> _TEXT_

◆ ◆ ◆ ◆ ◆ ◆ ◆

More might have chosen the literary device of describing an imaginary nation primarily as a vehicle for discussing controversial political matters freely. His own attitude towards the arrangements he describes in the book is the subject of much debate. While it seems unlikely that More, a devout Catholic, intended proto-communist Utopia as a concrete model for political reform, some have speculated that More based his Utopia on monastic communalism based on the Biblical communalism described in the Acts of the Apostles. Due to the nature of More's writing, however, it is at times difficult to tell his satirical jabs at society from how he actually believes things should be.
Utopia is often seen as the forerunner of the Utopian genre of literature, in which different ideas of the "ideal society" or perfect cities are described in varying amounts of detail by the author. Although a typically Renaissance movement, based on the rebirth of classical concepts of perfect societies as propagated by Plato and Aristotle, combined with Roman rhetorical finesse (see Cicero, Quintilian, epideictic oratory (that of praise or blame)) Utopianism continued well into the enlightenment age.
The original edition included details of a symmetrical alphabet of More's own invention, called the "Utopian alphabet." This alphabet was omitted from later editions, though it remains notable as an early attempt at cryptography that may have influenced the development of shorthand.

◆ ◆ ◆ ◆ ◆ ◆ ◆

[Extracted records]
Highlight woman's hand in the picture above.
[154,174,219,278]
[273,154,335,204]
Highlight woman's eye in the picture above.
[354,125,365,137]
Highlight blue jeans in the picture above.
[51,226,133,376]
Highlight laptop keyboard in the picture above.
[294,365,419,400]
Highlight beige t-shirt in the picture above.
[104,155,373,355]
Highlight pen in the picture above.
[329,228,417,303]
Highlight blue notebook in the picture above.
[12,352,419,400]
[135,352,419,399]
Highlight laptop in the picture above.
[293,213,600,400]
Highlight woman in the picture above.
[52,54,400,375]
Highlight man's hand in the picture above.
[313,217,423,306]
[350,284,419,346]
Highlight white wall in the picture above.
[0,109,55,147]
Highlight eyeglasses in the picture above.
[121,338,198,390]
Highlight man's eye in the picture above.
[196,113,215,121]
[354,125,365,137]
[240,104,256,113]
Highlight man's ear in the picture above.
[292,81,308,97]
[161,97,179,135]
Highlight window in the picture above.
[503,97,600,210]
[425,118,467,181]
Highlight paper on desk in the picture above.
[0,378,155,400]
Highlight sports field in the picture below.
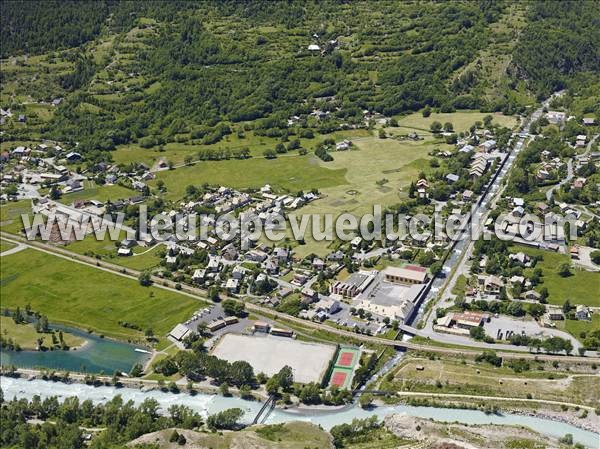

◆ ◆ ◆ ◆ ◆ ◆ ◆

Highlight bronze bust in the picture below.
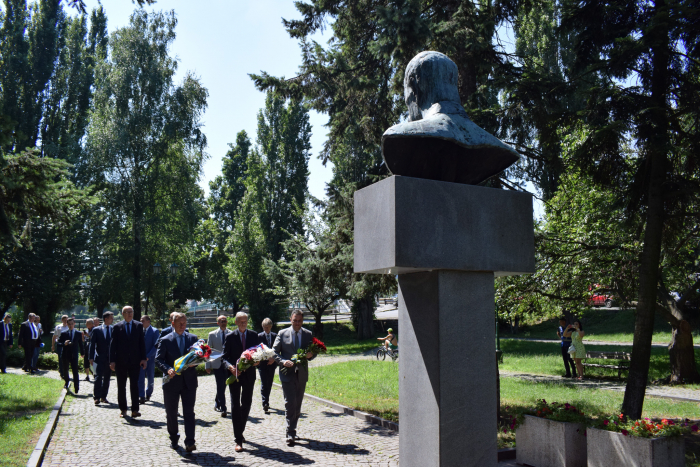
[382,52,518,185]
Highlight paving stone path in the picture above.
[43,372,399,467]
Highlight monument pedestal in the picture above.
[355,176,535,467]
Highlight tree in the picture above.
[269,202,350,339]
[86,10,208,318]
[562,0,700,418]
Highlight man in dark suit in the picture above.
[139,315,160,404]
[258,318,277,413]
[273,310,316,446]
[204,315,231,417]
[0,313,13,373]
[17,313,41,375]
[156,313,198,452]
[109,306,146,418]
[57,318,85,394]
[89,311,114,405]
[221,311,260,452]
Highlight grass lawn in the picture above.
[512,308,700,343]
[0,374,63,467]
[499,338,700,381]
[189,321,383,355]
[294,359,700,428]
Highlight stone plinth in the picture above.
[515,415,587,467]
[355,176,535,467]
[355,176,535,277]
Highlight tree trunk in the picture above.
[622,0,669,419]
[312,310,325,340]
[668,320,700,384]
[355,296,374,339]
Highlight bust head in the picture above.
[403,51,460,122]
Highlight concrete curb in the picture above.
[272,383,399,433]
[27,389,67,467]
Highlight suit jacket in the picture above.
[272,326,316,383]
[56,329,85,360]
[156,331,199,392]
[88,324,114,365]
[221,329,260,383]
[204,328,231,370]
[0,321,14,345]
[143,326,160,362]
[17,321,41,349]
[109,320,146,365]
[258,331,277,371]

◆ ◆ ◆ ◆ ◆ ◆ ◆

> _TO DO_
A - Return the part of the text on More's Utopia between "The original edition" and "development of shorthand.", inclusive.
B - Write the next part of the text on More's Utopia, picking up after its last sentence.
You won't need the data to do any of this.

> _TASK ANSWERS_
A -
The original edition included details of a symmetrical alphabet of More's own invention, called the "Utopian alphabet." This alphabet was omitted from later editions, though it remains notable as an early attempt at cryptography that may have influenced the development of shorthand.

B -
[edit] Religious polemics
Utopia bears evidence that More placed great value on the attainment of harmony and on a strict hierarchy of order. All challenges to uniformity and hierarchy were perceived as dangers; and in practical terms the greatest danger, as he saw it, was the challenge that heretics posed to the established faith. The most important thing of all for More was to maintain the unity of Christendom. The Lutheran Reformation, with all of the prospects of fragmentation and discord, was for him a feared and fearful thing.
His own personal counter-attack began in the manner that one would expect from a writer. He assisted Henry VIII with the production of the Defence of the Seven Sacraments, a polemical response to Martin Luther's On the Babylonian Captivity of the Church. When Luther replied with Contra Henricum Regem Anglie, More was given the task of firing off a counter-broadside, which he did in Responsio ad Lutherum ("Reply to Luther"). This violent exchange has been criticised for a flurry of intemperate personal insults; it certainly deepened More's commitment to the forms of order and discipline outlined in Utopia.
[edit] Henry VIII's divorce
On the death in 1502 of Henry's elder brother, Arthur, Henry became heir apparent to the English throne, and in 1509 he married his brother's widow, Catherine of Aragon, daughter of Ferdinand of Aragon and Isabella of Castille, as a means of preserving the English alliance with Spain. Henry also found himself in love with Catherine. At this time, Pope Julius II issued a formal dispensation from the Biblical injunction (Leviticus 20:21) against a man marrying his brother's widow. This dispensation was based partly on Catherine's testimony that the marriage between her and Arthur had not been consummated.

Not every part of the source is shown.